[Task goal] Every line of the data below that holds the string "rough" needs to be reported.

[Stored data]

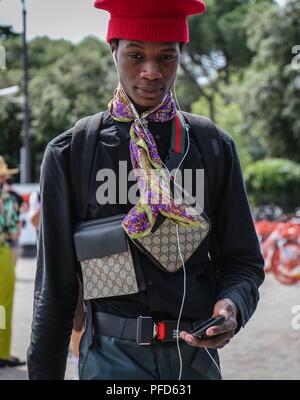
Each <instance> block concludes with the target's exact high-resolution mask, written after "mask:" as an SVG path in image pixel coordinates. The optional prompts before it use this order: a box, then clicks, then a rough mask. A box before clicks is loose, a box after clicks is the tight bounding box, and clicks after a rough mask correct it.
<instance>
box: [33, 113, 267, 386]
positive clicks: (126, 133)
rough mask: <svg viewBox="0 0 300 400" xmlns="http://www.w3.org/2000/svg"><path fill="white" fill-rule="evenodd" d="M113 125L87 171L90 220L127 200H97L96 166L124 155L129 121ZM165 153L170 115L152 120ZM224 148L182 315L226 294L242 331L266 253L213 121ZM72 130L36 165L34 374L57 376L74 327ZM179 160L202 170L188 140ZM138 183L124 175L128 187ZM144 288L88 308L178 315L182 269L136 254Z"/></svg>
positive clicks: (209, 204) (106, 114)
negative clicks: (206, 218)
mask: <svg viewBox="0 0 300 400" xmlns="http://www.w3.org/2000/svg"><path fill="white" fill-rule="evenodd" d="M124 126H125V127H126V129H125V130H124V129H121V130H120V129H119V128H118V127H117V126H116V125H115V123H114V121H113V120H112V119H111V117H110V116H109V115H108V114H106V118H105V120H104V126H103V129H102V130H101V132H100V133H99V140H98V143H97V149H96V156H95V160H94V166H93V169H92V171H91V174H92V179H91V182H92V184H91V187H90V191H89V193H90V194H89V204H88V219H94V218H99V217H106V216H109V215H115V214H120V213H127V212H128V211H129V210H130V209H131V208H132V206H133V205H132V204H129V203H128V204H116V205H111V204H108V205H101V206H100V205H99V204H98V203H97V201H96V195H95V193H96V191H97V187H98V186H99V182H97V181H96V174H97V171H99V170H100V169H102V168H112V169H114V170H115V171H118V168H119V164H118V163H119V161H127V168H128V169H127V172H129V171H130V170H131V168H132V167H131V161H130V154H129V141H130V136H129V126H130V124H126V123H125V125H124ZM149 128H150V131H151V132H152V134H153V136H154V138H155V140H156V143H157V147H158V152H159V154H160V157H161V159H162V160H163V161H164V162H165V159H166V155H167V151H168V148H169V144H170V138H171V124H170V123H149ZM218 132H219V134H220V138H221V143H222V146H223V150H224V155H225V165H224V168H225V171H224V172H225V174H224V175H225V177H224V182H223V188H222V193H221V196H220V199H219V202H218V206H217V207H216V209H215V210H214V211H212V210H211V209H212V207H211V204H212V201H213V199H210V198H209V195H208V187H207V173H206V172H205V194H204V196H205V208H204V211H205V213H206V215H207V216H208V217H209V219H210V221H211V222H212V230H211V233H210V235H209V236H208V237H207V238H206V239H205V240H204V241H203V242H202V244H201V246H200V247H199V248H198V249H197V251H196V252H195V253H194V254H193V256H192V257H191V258H190V260H188V262H187V263H186V270H187V296H186V301H185V306H184V310H183V318H184V319H194V320H198V319H202V318H207V317H209V316H210V315H211V313H212V310H213V306H214V304H215V303H216V301H217V300H219V299H223V298H230V299H231V300H232V301H233V302H234V303H235V304H236V305H237V307H238V310H239V321H238V324H239V326H238V329H237V331H238V330H239V329H240V328H241V327H242V326H245V324H246V323H247V321H248V320H249V319H250V317H251V316H252V314H253V313H254V311H255V309H256V306H257V303H258V300H259V293H258V288H259V286H260V285H261V283H262V282H263V280H264V272H263V266H264V261H263V258H262V255H261V252H260V247H259V243H258V239H257V235H256V233H255V229H254V225H253V221H252V217H251V213H250V210H249V205H248V201H247V196H246V192H245V187H244V182H243V178H242V172H241V167H240V163H239V159H238V155H237V152H236V148H235V144H234V142H233V140H232V138H231V137H230V136H229V135H228V134H227V133H225V132H224V131H223V130H221V129H219V128H218ZM71 137H72V130H69V131H67V132H65V133H63V134H61V135H60V136H58V137H57V138H55V139H54V140H53V141H51V142H50V143H49V144H48V146H47V149H46V152H45V155H44V159H43V163H42V168H41V198H42V215H41V225H40V235H39V241H38V258H37V273H36V280H35V293H34V312H33V322H32V335H31V343H30V347H29V349H28V370H29V378H30V379H63V377H64V373H65V367H66V359H67V354H68V346H69V341H70V334H71V331H72V325H73V318H74V313H75V309H76V306H77V299H78V281H77V273H78V272H79V271H80V265H79V263H78V262H77V260H76V256H75V251H74V245H73V231H74V226H75V224H76V219H75V217H74V209H75V206H74V197H73V196H72V188H71V183H70V182H71V179H70V142H71ZM183 167H184V168H191V169H196V168H197V169H198V168H203V169H204V165H203V162H202V157H201V153H200V152H199V149H198V147H197V145H196V142H195V141H194V140H193V132H192V134H191V144H190V150H189V154H188V157H186V159H185V161H184V164H183ZM134 183H135V182H128V190H129V189H130V187H131V185H133V184H134ZM140 257H141V264H142V266H143V274H144V278H145V282H146V290H145V291H142V292H140V293H138V294H135V295H129V296H119V297H115V298H110V299H98V300H93V301H92V303H93V309H96V310H102V311H106V312H110V313H113V314H117V315H123V316H127V317H138V316H139V315H152V316H153V318H154V320H159V319H177V317H178V313H179V310H180V305H181V300H182V288H183V278H182V270H179V271H178V272H176V273H174V274H172V275H167V274H165V273H164V272H163V271H161V270H160V269H158V268H157V267H156V266H154V265H152V264H151V262H150V260H148V259H147V258H146V256H145V255H143V253H141V252H140Z"/></svg>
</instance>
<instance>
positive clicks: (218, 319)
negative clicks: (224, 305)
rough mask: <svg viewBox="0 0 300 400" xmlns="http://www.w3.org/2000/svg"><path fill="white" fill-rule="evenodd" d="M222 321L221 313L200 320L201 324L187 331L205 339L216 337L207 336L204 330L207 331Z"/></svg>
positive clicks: (194, 334)
mask: <svg viewBox="0 0 300 400" xmlns="http://www.w3.org/2000/svg"><path fill="white" fill-rule="evenodd" d="M224 321H225V317H223V315H220V316H218V317H212V318H210V319H208V320H207V321H204V322H202V324H200V325H198V326H196V328H194V329H193V330H192V331H190V332H189V333H190V334H191V335H193V336H195V337H196V338H198V339H204V340H207V339H212V338H216V337H217V335H216V336H207V335H206V334H205V332H206V331H207V329H208V328H210V327H212V326H217V325H221V324H222V323H223V322H224Z"/></svg>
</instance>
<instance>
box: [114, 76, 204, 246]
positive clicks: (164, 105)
mask: <svg viewBox="0 0 300 400" xmlns="http://www.w3.org/2000/svg"><path fill="white" fill-rule="evenodd" d="M108 109H109V112H110V115H111V117H112V118H113V119H115V120H117V121H121V122H128V121H133V123H132V125H131V128H130V137H131V140H130V147H129V150H130V157H131V162H132V167H133V170H134V174H135V177H136V179H137V184H138V188H139V191H140V199H139V201H138V202H137V204H136V205H135V206H134V207H133V208H132V209H131V210H130V211H129V213H128V214H127V215H126V216H125V218H124V220H123V222H122V226H123V228H124V229H125V231H126V233H127V234H128V235H129V237H130V238H132V239H137V238H142V237H145V236H147V235H148V234H150V233H151V230H152V228H153V225H154V224H155V221H156V219H157V217H158V214H159V213H161V214H162V215H164V216H165V217H167V218H171V220H172V221H173V222H174V223H176V224H178V225H181V226H185V227H189V226H201V225H202V222H201V221H200V218H199V214H198V213H197V212H196V211H195V210H194V209H193V207H187V206H185V205H183V204H176V203H175V200H174V199H173V197H172V194H171V191H170V182H169V180H168V177H167V176H166V175H167V174H166V170H165V169H164V168H165V167H164V165H163V163H162V161H161V159H160V157H159V154H158V151H157V147H156V143H155V141H154V139H153V136H152V134H151V132H150V131H149V129H148V127H147V125H148V121H151V122H167V121H170V120H172V119H173V118H174V117H175V116H176V112H177V111H176V104H175V102H174V99H173V97H172V93H171V92H169V93H168V94H167V96H166V97H165V99H164V100H163V101H162V102H161V103H160V104H159V105H158V106H156V107H154V108H152V109H149V110H147V111H145V112H144V113H143V114H142V115H141V116H140V119H141V120H142V123H143V125H144V127H145V128H146V129H145V130H146V133H145V131H144V129H143V127H142V126H141V124H140V122H139V120H138V119H137V118H136V117H135V114H134V112H133V110H132V107H131V102H130V100H129V99H128V97H127V95H126V93H125V90H124V89H123V87H122V85H121V84H120V83H119V85H118V87H117V88H116V90H115V91H114V97H113V99H112V100H111V101H110V103H109V104H108Z"/></svg>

[Output for this task]
Each <instance> block concludes with the target's exact high-resolution mask, written after "mask:" as an SVG path in image pixel coordinates. The optional prompts before it use this order: a box, then clicks, then a rough mask. A box before clicks is loose, a box after clicks is the tight bounding box, and clicks after a rough mask correct it.
rough mask: <svg viewBox="0 0 300 400" xmlns="http://www.w3.org/2000/svg"><path fill="white" fill-rule="evenodd" d="M113 125L87 171L90 220L127 200H97L96 166L124 155L129 121ZM165 153L170 115L152 120ZM224 148L182 315L226 294L242 331L266 253L213 121ZM72 130L36 165L34 374L57 376L74 327ZM179 160L202 170L188 140ZM138 183L124 175L128 187ZM144 288L88 308L178 315L182 269L136 254Z"/></svg>
rough mask: <svg viewBox="0 0 300 400" xmlns="http://www.w3.org/2000/svg"><path fill="white" fill-rule="evenodd" d="M222 321L221 313L200 320L201 324L187 331L205 339L216 337L207 336L204 330L207 331Z"/></svg>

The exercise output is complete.